— begin —

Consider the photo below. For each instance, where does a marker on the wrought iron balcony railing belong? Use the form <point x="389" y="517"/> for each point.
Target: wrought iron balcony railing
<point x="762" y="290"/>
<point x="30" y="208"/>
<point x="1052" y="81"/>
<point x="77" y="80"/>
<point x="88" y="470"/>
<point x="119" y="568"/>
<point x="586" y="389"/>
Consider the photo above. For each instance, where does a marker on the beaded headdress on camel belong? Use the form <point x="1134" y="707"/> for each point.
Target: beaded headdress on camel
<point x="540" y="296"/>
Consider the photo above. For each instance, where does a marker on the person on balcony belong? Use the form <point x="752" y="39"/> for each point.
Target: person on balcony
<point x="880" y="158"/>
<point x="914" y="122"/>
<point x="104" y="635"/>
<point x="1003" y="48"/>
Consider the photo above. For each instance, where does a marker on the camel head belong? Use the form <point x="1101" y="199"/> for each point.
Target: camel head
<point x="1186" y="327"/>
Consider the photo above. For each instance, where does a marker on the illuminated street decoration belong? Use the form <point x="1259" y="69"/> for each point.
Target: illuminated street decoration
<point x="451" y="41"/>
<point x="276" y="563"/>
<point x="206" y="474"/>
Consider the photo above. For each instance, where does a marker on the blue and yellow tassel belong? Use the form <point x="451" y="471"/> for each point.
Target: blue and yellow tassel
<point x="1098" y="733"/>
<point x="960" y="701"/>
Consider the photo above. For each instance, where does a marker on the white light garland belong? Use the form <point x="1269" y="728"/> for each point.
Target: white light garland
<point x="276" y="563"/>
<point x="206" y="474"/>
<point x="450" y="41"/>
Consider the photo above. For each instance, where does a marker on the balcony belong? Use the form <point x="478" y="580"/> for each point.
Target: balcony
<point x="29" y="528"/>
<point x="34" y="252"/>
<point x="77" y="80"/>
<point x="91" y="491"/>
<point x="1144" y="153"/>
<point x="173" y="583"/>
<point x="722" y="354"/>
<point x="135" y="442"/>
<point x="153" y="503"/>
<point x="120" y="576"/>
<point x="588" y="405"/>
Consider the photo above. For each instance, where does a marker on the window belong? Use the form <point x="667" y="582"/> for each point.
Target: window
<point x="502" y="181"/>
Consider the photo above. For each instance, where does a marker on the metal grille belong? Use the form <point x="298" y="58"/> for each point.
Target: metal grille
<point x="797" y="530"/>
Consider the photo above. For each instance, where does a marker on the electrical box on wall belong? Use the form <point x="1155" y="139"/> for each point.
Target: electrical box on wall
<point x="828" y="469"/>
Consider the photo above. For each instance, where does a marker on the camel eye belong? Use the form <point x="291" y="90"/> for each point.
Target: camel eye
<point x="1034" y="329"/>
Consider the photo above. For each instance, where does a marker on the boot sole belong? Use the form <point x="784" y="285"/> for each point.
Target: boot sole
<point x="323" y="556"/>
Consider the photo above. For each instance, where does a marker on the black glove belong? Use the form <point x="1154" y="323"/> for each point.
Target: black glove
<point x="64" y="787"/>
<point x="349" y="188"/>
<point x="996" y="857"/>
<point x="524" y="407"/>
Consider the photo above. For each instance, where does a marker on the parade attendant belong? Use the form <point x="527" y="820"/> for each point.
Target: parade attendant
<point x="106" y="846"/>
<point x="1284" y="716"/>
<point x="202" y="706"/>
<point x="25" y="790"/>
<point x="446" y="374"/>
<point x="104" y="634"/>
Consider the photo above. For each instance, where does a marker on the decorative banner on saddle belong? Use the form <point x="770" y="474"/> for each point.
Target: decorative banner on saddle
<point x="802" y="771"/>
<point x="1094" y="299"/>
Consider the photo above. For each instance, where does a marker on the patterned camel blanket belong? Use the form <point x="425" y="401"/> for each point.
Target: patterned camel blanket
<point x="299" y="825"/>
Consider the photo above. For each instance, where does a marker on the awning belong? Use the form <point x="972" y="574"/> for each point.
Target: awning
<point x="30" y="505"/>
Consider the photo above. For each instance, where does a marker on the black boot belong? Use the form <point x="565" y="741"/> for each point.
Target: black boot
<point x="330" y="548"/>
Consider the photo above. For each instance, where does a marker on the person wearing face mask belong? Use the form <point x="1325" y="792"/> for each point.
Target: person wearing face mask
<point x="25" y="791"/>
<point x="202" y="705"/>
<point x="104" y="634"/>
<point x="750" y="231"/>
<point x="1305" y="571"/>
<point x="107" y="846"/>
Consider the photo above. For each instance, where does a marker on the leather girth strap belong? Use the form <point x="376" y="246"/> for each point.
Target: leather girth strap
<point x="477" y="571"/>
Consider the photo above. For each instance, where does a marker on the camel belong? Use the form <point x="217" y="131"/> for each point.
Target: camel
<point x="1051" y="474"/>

— end —

→ **Work to be completed**: All of the records must be repeated exactly.

→ **Final result**:
Consider the photo below. For each instance, where does a marker on the wrought iron balcony railing belong? Use the form <point x="389" y="517"/> for each point.
Target: wrought iron balcony railing
<point x="762" y="290"/>
<point x="30" y="208"/>
<point x="1052" y="81"/>
<point x="77" y="80"/>
<point x="88" y="470"/>
<point x="119" y="568"/>
<point x="586" y="389"/>
Consider the photo above. For each instance, where does a marker on the beaded headdress on camel belong? Use the form <point x="1134" y="707"/> for each point.
Target: beaded headdress on camel
<point x="540" y="296"/>
Consider the photo above. For each instance, where does a marker on the person on balcony belong? Use the form <point x="752" y="39"/> for each point.
Target: person on balcony
<point x="880" y="158"/>
<point x="914" y="122"/>
<point x="104" y="635"/>
<point x="1003" y="48"/>
Consider the photo above. For each instance, where does a marker on the camel head belong? Use the form <point x="1101" y="199"/> for each point.
Target: camel head
<point x="1186" y="327"/>
Consider the photo above. For each instance, where does a marker on the illuminated street decoration belong? Use the form <point x="1259" y="69"/> for each point.
Target: illuminated street decoration
<point x="451" y="41"/>
<point x="276" y="563"/>
<point x="206" y="474"/>
Consider the photo above. For each instance, where does a marker on the blue and yellow tassel belong? Use the form <point x="451" y="471"/> for each point.
Target: blue and yellow tassel
<point x="1098" y="733"/>
<point x="960" y="701"/>
Consider the photo above. For each instance, where does a marker on the white light garland belong? Use the form <point x="1269" y="728"/> for each point.
Target: white light garland
<point x="276" y="563"/>
<point x="206" y="474"/>
<point x="450" y="41"/>
Consider the photo above. For each instance, where does a marker on the balcony belong? Use the form <point x="478" y="580"/> for each point.
Target: balcony
<point x="29" y="528"/>
<point x="34" y="252"/>
<point x="77" y="80"/>
<point x="91" y="491"/>
<point x="1144" y="153"/>
<point x="173" y="583"/>
<point x="722" y="354"/>
<point x="135" y="442"/>
<point x="153" y="503"/>
<point x="120" y="576"/>
<point x="588" y="405"/>
Consider the photo above. For each instance, where does a marker on the window belong? Use the form <point x="667" y="582"/> for each point.
Target: window
<point x="502" y="181"/>
Consider the photo above. For each instance, where does a marker on the metal grille belong? Use the form <point x="298" y="58"/> for each point.
Target: metal grille
<point x="797" y="530"/>
Consider the photo above. For each instance, where does a marker on the electrical box on wall belong? Use the form <point x="1155" y="139"/> for each point.
Target: electrical box on wall
<point x="828" y="469"/>
Consider the photo above. For each instance, where does a marker on the camel eye belong? Use the form <point x="291" y="90"/> for each point.
Target: camel eye
<point x="1034" y="329"/>
Consider the photo above. For each instance, where does a marker on the boot sole belong? Use the form <point x="784" y="285"/> for each point.
Target: boot sole
<point x="323" y="556"/>
Consider the photo above. For each instance, where does a marker on the black glove belong? Use the form <point x="1154" y="323"/> for each point.
Target: black glove
<point x="64" y="787"/>
<point x="349" y="188"/>
<point x="996" y="857"/>
<point x="524" y="407"/>
Consider the photo above. For each instance, where does a marker on the parade attendant belong? Use the form <point x="527" y="820"/> for each point.
Target: parade attendant
<point x="106" y="846"/>
<point x="1284" y="716"/>
<point x="202" y="706"/>
<point x="25" y="790"/>
<point x="446" y="374"/>
<point x="104" y="634"/>
Consider the photo above. For each instance, where does a marker on the decorative banner on saddle belong? Use the form <point x="770" y="474"/> for each point.
Target: decorative banner on saddle
<point x="802" y="771"/>
<point x="1094" y="299"/>
Consider the photo above. For each instance, where does a marker on the patterned camel blanket belong? Use the form <point x="425" y="401"/> for each point.
Target: patterned camel blanket
<point x="299" y="825"/>
Consider the photo above. For each instance, where does a marker on the awning belong? Use the form <point x="972" y="574"/> for each point.
Target: awning
<point x="30" y="505"/>
Consider the photo above. For each instance, where does a marker on the black boot belong? Use the form <point x="565" y="741"/> for each point.
Target: black boot
<point x="330" y="548"/>
Consider the photo above. For each instance, where does a marker on the person wearing face mask belong? Use the form <point x="1325" y="792"/> for each point.
Target: person wearing face mask
<point x="25" y="791"/>
<point x="202" y="705"/>
<point x="104" y="634"/>
<point x="750" y="231"/>
<point x="1305" y="571"/>
<point x="107" y="846"/>
Consider the photo above. For each instance, where does a marker on the leather girth strap belong? Use the form <point x="376" y="246"/> for each point.
Target: leather girth strap
<point x="477" y="571"/>
Consider the photo above. For each instance, where does a marker on the camel belong? Use the form <point x="217" y="131"/> for each point.
Target: camel
<point x="1051" y="474"/>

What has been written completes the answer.